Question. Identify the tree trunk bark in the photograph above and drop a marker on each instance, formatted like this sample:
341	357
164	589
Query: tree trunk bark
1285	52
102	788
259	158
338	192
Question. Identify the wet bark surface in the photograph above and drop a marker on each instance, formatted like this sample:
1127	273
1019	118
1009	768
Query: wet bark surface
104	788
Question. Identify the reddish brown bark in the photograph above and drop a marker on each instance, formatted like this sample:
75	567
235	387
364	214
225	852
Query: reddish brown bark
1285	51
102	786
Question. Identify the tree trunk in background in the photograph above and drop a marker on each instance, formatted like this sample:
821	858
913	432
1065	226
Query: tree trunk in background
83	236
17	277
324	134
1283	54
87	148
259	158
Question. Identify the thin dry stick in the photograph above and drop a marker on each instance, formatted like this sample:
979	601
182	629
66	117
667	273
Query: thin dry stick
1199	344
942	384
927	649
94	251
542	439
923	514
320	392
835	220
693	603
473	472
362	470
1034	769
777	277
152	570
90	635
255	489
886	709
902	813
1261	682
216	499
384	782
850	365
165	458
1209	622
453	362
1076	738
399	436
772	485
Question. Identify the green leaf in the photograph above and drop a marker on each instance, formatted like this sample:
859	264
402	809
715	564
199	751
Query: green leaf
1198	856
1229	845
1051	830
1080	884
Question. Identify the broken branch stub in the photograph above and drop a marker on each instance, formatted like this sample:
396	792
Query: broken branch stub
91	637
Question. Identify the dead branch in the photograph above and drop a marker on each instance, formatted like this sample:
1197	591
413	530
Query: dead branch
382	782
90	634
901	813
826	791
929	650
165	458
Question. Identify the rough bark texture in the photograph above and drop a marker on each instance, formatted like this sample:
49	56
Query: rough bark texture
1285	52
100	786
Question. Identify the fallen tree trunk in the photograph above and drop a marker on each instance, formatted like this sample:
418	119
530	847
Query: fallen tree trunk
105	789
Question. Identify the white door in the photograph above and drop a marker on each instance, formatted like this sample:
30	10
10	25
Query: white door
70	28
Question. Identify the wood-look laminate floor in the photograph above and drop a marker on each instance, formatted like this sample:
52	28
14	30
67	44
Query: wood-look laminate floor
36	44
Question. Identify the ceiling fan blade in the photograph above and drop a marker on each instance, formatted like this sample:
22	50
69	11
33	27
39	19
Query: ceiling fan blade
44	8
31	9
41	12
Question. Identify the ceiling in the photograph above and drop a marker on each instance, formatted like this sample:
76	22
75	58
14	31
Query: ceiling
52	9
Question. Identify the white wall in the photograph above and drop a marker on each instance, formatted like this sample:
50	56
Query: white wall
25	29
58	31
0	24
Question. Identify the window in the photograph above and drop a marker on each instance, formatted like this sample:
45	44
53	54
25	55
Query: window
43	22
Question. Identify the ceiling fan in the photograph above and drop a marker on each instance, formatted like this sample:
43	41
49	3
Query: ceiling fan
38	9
· · · ·
• _INSTRUCTIONS TO FOLLOW_
Starting with the line that contains "Question. Identify the white wall" and going on through the end of the items, write every line out again, requests included. Scale each marker coordinate in the answers by 2.35 and round to whole numbers, with halves rounding up, leaving the requests and their sample coordinates unchanged.

• _EXERCISE OUTPUT_
Question. Identify the white wall in the photograph above and drop a marker on each instance, formatted like this sample:
50	56
Query: white wall
59	68
136	73
0	56
Question. Identify the window in the photograph above and drop a marker on each instance, formatted like this sample:
45	44
53	54
25	55
Query: window
101	52
Question. Identify the ceiling fan in the photograph above and drop a marker on each instance, formatted like this sample:
43	41
49	3
Query: ceiling fan
89	21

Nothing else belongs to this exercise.